*Tâches à faire*
**a)** D'après l'extrait sur l'AfD, combien le parti a-t-il reçu de subventions de l'État rien qu'en 2019 ?
**b)** Renvoyez l'extrait sur l'AfD de « L'AfD est entrée » à « des services secrets. », sans rien y changer.

*Extrait du document*

L'AfD est entrée au Bundestag (parlement fédéral) en 2017. Pour la première fois depuis la fin de la dictature nazie, plus de 90 députés d'extrême droite siégeaient au parlement. Le parti a ensuite été courtisé par tous les groupes parlementaires et intégré aux travail parlementaire. Il a été élu à la présidence de commissions importantes et a finalement été érigé en principal parti d’opposition par la Grande Coalition (CDU-SPD). En Thuringe, la CDU et le Parti libéral-démocrate (FDP) ont même formé une majorité gouvernementale avec les fascistes. Rien qu'en 2019, l'AfD a reçu plus de dix millions d'euros de subventions de l'État.

Ce n'est que grâce à cette politique que l'AfD a pu entrer dans les 16 parlements des Länder, construire un appareil considérable et étendre massivement son influence au sein de la police, de l'armée et des services secrets.

*Matériel fourni*

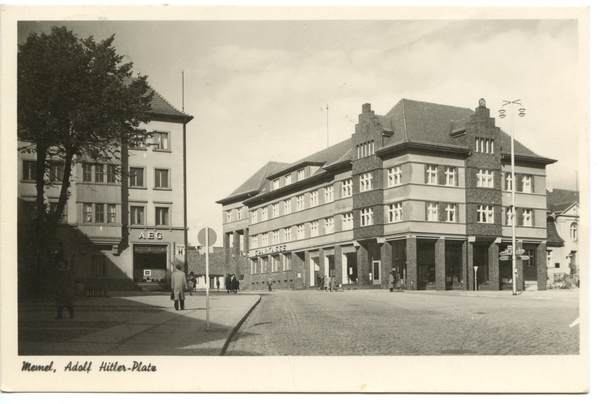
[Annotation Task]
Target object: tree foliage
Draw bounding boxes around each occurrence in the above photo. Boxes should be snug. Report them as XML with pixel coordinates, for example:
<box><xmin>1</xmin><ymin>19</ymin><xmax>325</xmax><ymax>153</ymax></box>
<box><xmin>17</xmin><ymin>27</ymin><xmax>152</xmax><ymax>266</ymax></box>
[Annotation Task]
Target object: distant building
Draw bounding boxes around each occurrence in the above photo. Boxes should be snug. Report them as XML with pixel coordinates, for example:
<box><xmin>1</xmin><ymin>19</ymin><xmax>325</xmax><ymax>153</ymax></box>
<box><xmin>547</xmin><ymin>189</ymin><xmax>579</xmax><ymax>284</ymax></box>
<box><xmin>217</xmin><ymin>100</ymin><xmax>555</xmax><ymax>290</ymax></box>
<box><xmin>18</xmin><ymin>80</ymin><xmax>193</xmax><ymax>293</ymax></box>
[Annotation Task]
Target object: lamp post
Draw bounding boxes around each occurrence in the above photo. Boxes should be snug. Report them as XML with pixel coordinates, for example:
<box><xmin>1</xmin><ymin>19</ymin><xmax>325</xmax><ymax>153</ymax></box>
<box><xmin>498</xmin><ymin>100</ymin><xmax>525</xmax><ymax>295</ymax></box>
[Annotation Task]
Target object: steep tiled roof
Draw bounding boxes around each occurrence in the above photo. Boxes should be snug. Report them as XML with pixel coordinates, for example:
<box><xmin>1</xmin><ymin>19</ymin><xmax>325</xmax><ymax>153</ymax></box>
<box><xmin>217</xmin><ymin>161</ymin><xmax>288</xmax><ymax>203</ymax></box>
<box><xmin>548</xmin><ymin>189</ymin><xmax>579</xmax><ymax>213</ymax></box>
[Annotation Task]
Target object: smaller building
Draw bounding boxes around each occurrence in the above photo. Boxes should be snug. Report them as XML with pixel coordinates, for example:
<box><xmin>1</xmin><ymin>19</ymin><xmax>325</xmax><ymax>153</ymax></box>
<box><xmin>547</xmin><ymin>189</ymin><xmax>580</xmax><ymax>287</ymax></box>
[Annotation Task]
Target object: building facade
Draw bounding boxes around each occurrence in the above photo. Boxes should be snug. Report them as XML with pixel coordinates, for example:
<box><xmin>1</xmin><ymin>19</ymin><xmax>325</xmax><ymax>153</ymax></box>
<box><xmin>218</xmin><ymin>100</ymin><xmax>555</xmax><ymax>290</ymax></box>
<box><xmin>18</xmin><ymin>82</ymin><xmax>193</xmax><ymax>294</ymax></box>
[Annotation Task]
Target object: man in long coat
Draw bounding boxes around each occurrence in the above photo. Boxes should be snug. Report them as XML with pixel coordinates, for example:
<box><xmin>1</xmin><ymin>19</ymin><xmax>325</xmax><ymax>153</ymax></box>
<box><xmin>171</xmin><ymin>264</ymin><xmax>187</xmax><ymax>310</ymax></box>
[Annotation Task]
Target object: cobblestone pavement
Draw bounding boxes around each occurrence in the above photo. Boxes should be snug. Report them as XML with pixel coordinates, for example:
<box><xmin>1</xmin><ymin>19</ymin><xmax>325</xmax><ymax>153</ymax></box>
<box><xmin>225</xmin><ymin>291</ymin><xmax>579</xmax><ymax>356</ymax></box>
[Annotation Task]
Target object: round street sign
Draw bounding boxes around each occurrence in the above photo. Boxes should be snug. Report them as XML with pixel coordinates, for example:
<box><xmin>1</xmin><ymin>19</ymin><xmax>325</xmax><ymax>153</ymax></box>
<box><xmin>198</xmin><ymin>227</ymin><xmax>217</xmax><ymax>247</ymax></box>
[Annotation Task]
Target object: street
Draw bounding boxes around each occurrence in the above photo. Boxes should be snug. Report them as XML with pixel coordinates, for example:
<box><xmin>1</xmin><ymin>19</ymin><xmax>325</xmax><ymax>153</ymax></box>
<box><xmin>225</xmin><ymin>290</ymin><xmax>579</xmax><ymax>356</ymax></box>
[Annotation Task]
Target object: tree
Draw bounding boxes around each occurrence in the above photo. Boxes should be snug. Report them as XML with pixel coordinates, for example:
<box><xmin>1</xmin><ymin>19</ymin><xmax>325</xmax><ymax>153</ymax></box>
<box><xmin>17</xmin><ymin>27</ymin><xmax>152</xmax><ymax>274</ymax></box>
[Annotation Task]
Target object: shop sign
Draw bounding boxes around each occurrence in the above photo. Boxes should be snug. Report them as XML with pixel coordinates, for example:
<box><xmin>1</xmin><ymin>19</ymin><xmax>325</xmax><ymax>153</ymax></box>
<box><xmin>254</xmin><ymin>244</ymin><xmax>287</xmax><ymax>257</ymax></box>
<box><xmin>138</xmin><ymin>231</ymin><xmax>162</xmax><ymax>240</ymax></box>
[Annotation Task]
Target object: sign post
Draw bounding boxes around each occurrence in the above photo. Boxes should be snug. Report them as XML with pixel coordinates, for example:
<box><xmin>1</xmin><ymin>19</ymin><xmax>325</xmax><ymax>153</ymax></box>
<box><xmin>198</xmin><ymin>227</ymin><xmax>217</xmax><ymax>331</ymax></box>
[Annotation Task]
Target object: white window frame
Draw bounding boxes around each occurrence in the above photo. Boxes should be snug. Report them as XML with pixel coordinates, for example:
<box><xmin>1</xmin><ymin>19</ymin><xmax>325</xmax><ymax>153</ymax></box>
<box><xmin>425</xmin><ymin>202</ymin><xmax>439</xmax><ymax>222</ymax></box>
<box><xmin>388</xmin><ymin>202</ymin><xmax>403</xmax><ymax>223</ymax></box>
<box><xmin>360</xmin><ymin>173</ymin><xmax>373</xmax><ymax>192</ymax></box>
<box><xmin>388</xmin><ymin>166</ymin><xmax>402</xmax><ymax>187</ymax></box>
<box><xmin>360</xmin><ymin>208</ymin><xmax>373</xmax><ymax>227</ymax></box>
<box><xmin>342</xmin><ymin>178</ymin><xmax>352</xmax><ymax>198</ymax></box>
<box><xmin>477</xmin><ymin>205</ymin><xmax>494</xmax><ymax>223</ymax></box>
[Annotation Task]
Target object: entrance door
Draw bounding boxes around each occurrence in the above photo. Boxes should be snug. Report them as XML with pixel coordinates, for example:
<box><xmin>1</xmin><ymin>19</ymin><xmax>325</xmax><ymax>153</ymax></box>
<box><xmin>310</xmin><ymin>257</ymin><xmax>321</xmax><ymax>286</ymax></box>
<box><xmin>373</xmin><ymin>261</ymin><xmax>381</xmax><ymax>285</ymax></box>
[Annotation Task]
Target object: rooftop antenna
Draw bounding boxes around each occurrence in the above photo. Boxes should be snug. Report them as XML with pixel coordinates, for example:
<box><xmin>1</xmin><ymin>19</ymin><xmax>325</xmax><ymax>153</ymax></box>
<box><xmin>327</xmin><ymin>104</ymin><xmax>329</xmax><ymax>148</ymax></box>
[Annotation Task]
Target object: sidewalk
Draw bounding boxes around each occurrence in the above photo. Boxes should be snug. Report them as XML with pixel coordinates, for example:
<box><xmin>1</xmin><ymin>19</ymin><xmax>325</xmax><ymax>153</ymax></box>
<box><xmin>19</xmin><ymin>292</ymin><xmax>260</xmax><ymax>356</ymax></box>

*Réponses*
**a)** Plus de dix millions d'euros.

**b)**
L'AfD est entrée au Bundestag (parlement fédéral) en 2017. Pour la première fois depuis la fin de la dictature nazie, plus de 90 députés d'extrême droite siégeaient au parlement. Le parti a ensuite été courtisé par tous les groupes parlementaires et intégré aux travail parlementaire. Il a été élu à la présidence de commissions importantes et a finalement été érigé en principal parti d’opposition par la Grande Coalition (CDU-SPD). En Thuringe, la CDU et le Parti libéral-démocrate (FDP) ont même formé une majorité gouvernementale avec les fascistes. Rien qu'en 2019, l'AfD a reçu plus de dix millions d'euros de subventions de l'État.

Ce n'est que grâce à cette politique que l'AfD a pu entrer dans les 16 parlements des Länder, construire un appareil considérable et étendre massivement son influence au sein de la police, de l'armée et des services secrets.